Newborns’ brains are more adult-like than previously thought, study finds

3 Mar 2020

Image: © lalalululala/Stock.adobe.com

Researchers have scanned the brains of newborns in a bid to understand the fundamental question of where knowledge comes from.

Children as young as six days old appear to be hardwired for specialised tasks such as seeing faces and places, according to new research from Emory University. Publishing its findings to the Proceedings of the National Academy of Sciences, the research team provided the earliest peek yet into the visual cortex of newborns using functional magnetic resonance imaging (fMRI).

“We’ve shown that a baby’s brain is more adult-like than many people might assume,” said Frederik Kamps, who led the study.

“Much of the scaffolding for the human visual cortex is already in place, along with the patterns of brain activity, although the patterns are not as strong compared to those of adults.”

Understanding how an infant’s brain is organised may help answer questions for when something goes wrong, the team said.

Senior author of the study, Daniel Dilks, said an example of this would be if the face network in a newborn’s visual cortex was not well connected, potentially being a biomarker for disorders associated with an aversion to eye contact.

“By diagnosing the problem earlier, we could intervene earlier and take advantage of the incredible malleability of the infant brain,” Dilks said.

REQUIRED ACTIONS:
1 - List every passage that the article on newborns' brains places inside quotation marks.
2 - Carry on the article about the study of newborns' brains from its final sentence.

DATASET CONTENT:
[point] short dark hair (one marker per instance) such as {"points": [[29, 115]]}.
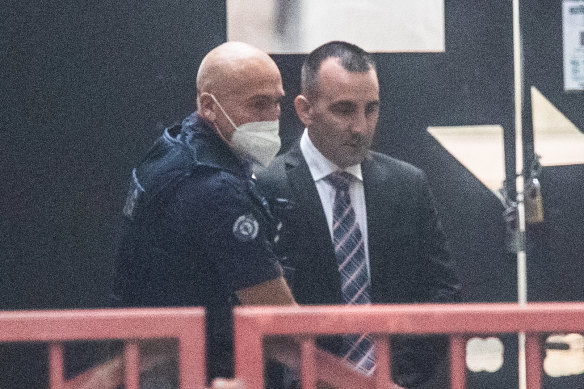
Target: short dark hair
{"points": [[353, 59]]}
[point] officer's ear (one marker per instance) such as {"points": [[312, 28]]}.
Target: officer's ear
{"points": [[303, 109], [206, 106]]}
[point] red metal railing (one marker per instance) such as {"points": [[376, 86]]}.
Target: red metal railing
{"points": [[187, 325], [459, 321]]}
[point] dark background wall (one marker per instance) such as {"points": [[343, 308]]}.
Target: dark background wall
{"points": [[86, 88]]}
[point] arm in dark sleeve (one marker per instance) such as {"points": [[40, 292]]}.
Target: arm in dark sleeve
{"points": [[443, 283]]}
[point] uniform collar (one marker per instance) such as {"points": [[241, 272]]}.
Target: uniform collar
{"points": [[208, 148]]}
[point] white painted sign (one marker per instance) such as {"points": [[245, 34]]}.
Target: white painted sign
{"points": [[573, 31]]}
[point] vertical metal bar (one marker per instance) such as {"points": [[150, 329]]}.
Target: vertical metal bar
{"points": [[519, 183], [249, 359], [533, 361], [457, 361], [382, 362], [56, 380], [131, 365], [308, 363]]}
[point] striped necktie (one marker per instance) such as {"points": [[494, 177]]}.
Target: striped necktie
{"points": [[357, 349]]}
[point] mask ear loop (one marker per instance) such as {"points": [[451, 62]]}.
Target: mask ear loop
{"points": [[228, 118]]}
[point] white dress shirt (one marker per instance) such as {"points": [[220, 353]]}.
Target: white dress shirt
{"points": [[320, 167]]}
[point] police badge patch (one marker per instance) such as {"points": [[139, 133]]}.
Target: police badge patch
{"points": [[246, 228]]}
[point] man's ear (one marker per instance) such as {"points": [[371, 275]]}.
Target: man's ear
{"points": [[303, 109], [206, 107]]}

ANSWERS PER TASK:
1 -
1. "We've shown that a baby's brain is more adult-like than many people might assume,"
2. "Much of the scaffolding for the human visual cortex is already in place, along with the patterns of brain activity, although the patterns are not as strong compared to those of adults."
3. "By diagnosing the problem earlier, we could intervene earlier and take advantage of the incredible malleability of the infant brain,"

2 -
‘New frontier in neuroimaging’

A total of 30 infants, ranging in age from six days to 57 days, participated in the experiments while sleeping. During scanning, they were wrapped in an inflatable ‘super swaddler’ – a bag-like device that serves as a stabiliser while also making the baby feel secure.

Kamps said fMRI data from a newborn is a “new frontier in neuroimaging”. “The scanner is like a giant camera and you need the participant’s head to be still in order to get high quality images. A baby that is asleep is a baby that’s willing to lie still,” he said.

24 adults were also scanned in a resting state to act as controls. The results showed the two regions of the visual cortex associated with face processing fired in sync in the infants, as did the two networks associated with places.

The infant patterns were similar to those of the adult participants, although not quite as strong.

“That finding suggests that there is room for these networks to keep getting fine-tuned as infants mature into adulthood,” Kamps said.

The team now wants to see how and when the face networks and place networks become fully developed.